#### PROVIDED PASSAGE
If you were given free money to spend in the free world for the first time in your life, what would you buy?

9th November 2019 marked 30 years since the night in 1989 when the Berlin wall fell. For many living in the East, the first steps into a free world were accompanied by a free gift of begrüßungsgeld -welcome money- which was typically 100DM (approx 80 euro) offered to each GDR citizen by the West German government to spend in the West.
With journalist Malcolm Jack, I travelled through Germany and beyond to produce a series portraits and interviews with several former East German citizens who received this donation. We discovered what they bought with their begrüßungsgeld - some still have the items- and learned of their experiences from such a significant period in recent history.
########
#### RECORDED DATA
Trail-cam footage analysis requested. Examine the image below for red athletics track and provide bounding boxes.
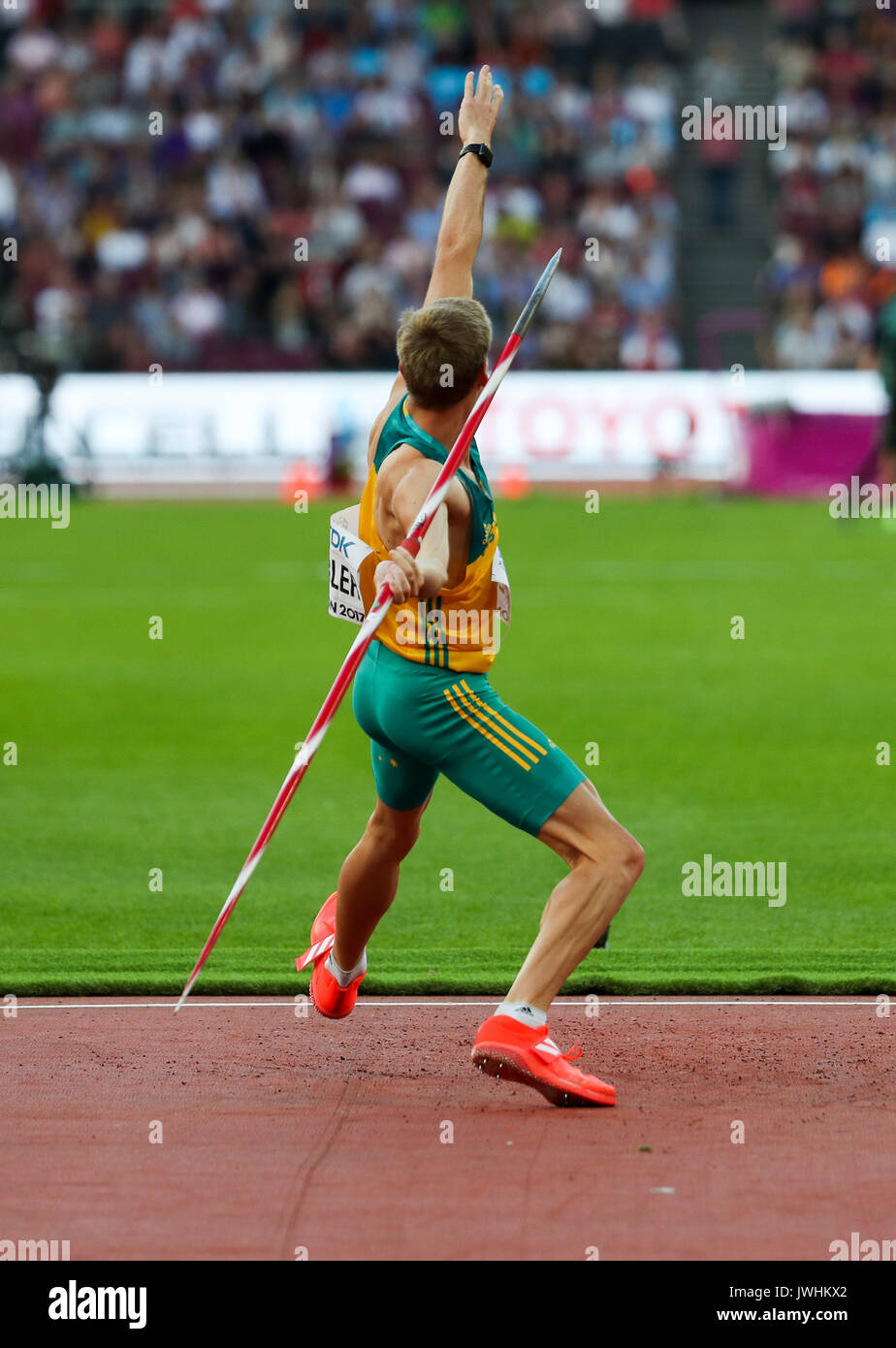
[0,996,896,1261]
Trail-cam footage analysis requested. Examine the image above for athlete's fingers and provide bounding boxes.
[373,562,411,601]
[390,547,423,594]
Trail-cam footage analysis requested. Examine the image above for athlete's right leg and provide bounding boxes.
[333,794,432,969]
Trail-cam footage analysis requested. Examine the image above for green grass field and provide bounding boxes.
[0,495,896,995]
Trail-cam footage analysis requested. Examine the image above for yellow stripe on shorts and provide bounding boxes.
[461,678,547,763]
[442,684,532,772]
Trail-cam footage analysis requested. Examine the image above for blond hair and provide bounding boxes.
[397,295,492,411]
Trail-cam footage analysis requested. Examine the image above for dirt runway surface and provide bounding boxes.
[0,998,896,1261]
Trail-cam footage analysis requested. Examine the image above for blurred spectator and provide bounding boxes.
[695,38,741,229]
[761,0,896,369]
[0,0,682,369]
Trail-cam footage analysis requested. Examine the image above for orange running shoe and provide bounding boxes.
[470,1015,616,1106]
[295,894,367,1020]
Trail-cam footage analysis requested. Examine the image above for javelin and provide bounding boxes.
[174,248,563,1013]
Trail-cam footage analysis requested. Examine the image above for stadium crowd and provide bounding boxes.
[0,0,684,370]
[762,0,896,369]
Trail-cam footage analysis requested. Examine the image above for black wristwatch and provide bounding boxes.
[458,144,495,169]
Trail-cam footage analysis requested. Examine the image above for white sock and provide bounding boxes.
[495,1002,547,1030]
[326,950,367,988]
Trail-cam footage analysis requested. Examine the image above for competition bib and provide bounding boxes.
[329,505,373,625]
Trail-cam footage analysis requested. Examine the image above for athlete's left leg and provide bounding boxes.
[506,779,644,1011]
[333,792,432,969]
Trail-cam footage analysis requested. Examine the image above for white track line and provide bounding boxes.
[3,992,878,1019]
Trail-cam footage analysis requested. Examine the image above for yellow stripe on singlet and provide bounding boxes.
[443,684,532,772]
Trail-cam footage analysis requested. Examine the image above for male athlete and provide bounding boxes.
[297,66,644,1106]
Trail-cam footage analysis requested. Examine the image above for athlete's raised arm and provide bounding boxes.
[369,66,504,447]
[423,66,504,305]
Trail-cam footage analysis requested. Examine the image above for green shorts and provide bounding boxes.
[353,640,585,836]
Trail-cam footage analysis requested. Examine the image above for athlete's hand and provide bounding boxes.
[457,66,504,145]
[373,547,423,604]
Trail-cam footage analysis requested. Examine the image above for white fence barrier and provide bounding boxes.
[0,370,885,491]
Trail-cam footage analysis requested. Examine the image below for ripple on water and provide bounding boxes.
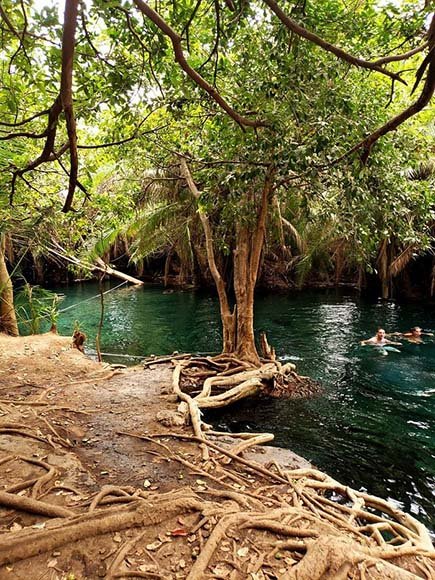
[52,284,435,527]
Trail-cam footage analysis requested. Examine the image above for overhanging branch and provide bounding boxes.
[133,0,266,127]
[264,0,406,85]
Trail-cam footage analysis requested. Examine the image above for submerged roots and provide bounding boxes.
[0,348,435,580]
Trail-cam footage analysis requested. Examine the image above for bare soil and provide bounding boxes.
[0,334,435,580]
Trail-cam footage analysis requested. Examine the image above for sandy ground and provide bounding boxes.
[0,334,309,580]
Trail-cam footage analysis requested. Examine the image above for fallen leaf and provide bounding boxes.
[146,540,163,552]
[32,522,45,530]
[9,522,23,532]
[171,528,189,536]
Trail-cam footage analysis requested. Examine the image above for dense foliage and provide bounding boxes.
[0,0,435,336]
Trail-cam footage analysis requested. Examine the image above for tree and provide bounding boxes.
[2,0,435,363]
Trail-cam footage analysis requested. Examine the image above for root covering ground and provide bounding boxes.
[0,335,435,580]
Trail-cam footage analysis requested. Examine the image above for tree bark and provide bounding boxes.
[180,156,274,366]
[0,234,19,336]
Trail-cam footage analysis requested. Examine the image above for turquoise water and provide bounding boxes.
[52,283,435,529]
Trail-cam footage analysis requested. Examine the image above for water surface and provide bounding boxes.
[52,283,435,529]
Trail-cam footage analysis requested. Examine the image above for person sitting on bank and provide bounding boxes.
[361,328,401,346]
[397,326,433,344]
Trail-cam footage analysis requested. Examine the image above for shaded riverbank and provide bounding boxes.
[38,284,435,528]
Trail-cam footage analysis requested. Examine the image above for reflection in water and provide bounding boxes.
[52,284,435,527]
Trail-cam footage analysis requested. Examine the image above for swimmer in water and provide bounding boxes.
[395,326,433,344]
[361,328,402,346]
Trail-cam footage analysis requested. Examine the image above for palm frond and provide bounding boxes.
[281,218,306,254]
[406,159,435,181]
[389,244,415,276]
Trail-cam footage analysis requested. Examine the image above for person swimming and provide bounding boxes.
[394,326,433,344]
[361,328,402,346]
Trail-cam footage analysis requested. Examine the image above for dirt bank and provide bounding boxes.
[0,334,435,580]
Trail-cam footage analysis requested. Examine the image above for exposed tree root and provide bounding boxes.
[0,346,435,580]
[0,494,211,566]
[0,491,74,518]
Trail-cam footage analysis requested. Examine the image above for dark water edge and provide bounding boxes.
[38,283,435,530]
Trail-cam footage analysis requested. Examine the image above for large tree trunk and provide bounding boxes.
[180,158,274,366]
[0,234,18,336]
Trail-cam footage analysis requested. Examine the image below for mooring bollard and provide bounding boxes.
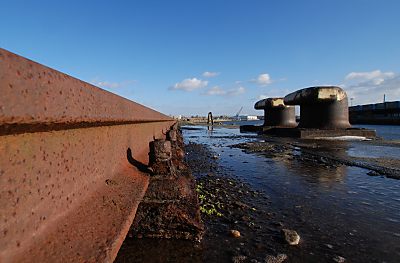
[284,86,351,130]
[254,98,297,128]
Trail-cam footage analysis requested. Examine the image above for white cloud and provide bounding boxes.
[204,86,246,97]
[341,70,400,105]
[170,78,208,91]
[205,86,226,96]
[257,94,268,100]
[226,87,246,96]
[203,71,220,78]
[345,70,395,82]
[251,73,272,86]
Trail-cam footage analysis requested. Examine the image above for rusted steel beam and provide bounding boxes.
[284,86,351,129]
[0,49,175,262]
[254,98,297,128]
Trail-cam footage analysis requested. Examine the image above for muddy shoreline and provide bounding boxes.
[116,127,400,262]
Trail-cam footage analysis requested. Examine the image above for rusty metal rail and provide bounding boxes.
[0,49,175,262]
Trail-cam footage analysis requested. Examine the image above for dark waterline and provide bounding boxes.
[184,125,400,262]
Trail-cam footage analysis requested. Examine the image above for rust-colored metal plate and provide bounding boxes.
[0,50,175,262]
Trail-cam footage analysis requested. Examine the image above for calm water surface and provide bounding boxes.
[184,125,400,262]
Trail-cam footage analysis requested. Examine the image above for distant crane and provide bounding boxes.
[235,106,243,120]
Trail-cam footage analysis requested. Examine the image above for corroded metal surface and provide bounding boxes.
[284,86,351,129]
[254,98,297,128]
[0,50,175,262]
[130,129,204,241]
[0,49,170,134]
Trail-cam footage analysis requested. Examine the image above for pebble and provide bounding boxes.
[231,229,240,238]
[232,255,247,263]
[325,244,333,249]
[282,228,300,246]
[333,256,346,263]
[264,254,287,263]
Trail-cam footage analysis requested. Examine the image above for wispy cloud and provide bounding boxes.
[203,86,246,97]
[202,71,220,78]
[345,70,395,85]
[341,70,400,104]
[169,78,208,91]
[251,73,272,87]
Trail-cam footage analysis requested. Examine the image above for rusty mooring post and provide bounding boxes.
[207,111,214,126]
[130,126,204,241]
[284,86,351,130]
[254,98,297,128]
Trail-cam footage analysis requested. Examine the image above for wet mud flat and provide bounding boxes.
[116,127,400,262]
[115,143,289,262]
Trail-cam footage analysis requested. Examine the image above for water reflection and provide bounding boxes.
[182,129,400,262]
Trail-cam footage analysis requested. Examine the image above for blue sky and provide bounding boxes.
[0,0,400,115]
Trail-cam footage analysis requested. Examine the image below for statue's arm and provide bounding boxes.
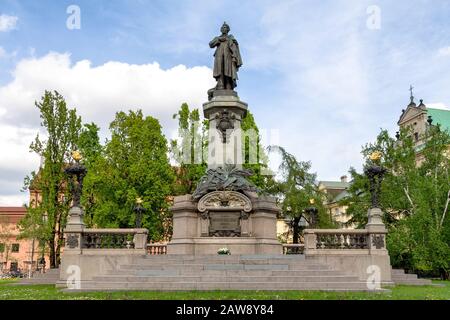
########
— WRITTEN PROBLEM A —
Which numbers appear in the begrüßungsgeld passage? List each one.
— WRITTEN PROBLEM B —
Answer these from the begrüßungsgeld passage:
(i) How many years after the fall of the Berlin wall was 9th November 2019?
(ii) Who offered the welcome money to each GDR citizen?
(iii) Which journalist traveled with the writer?
The lines play no part in what is asked here.

— TASK ANSWER A —
9 (in "9th"), 2019, 30, 1989, 100, 80

— TASK ANSWER B —
(i) 30 years
(ii) The West German government
(iii) Malcolm Jack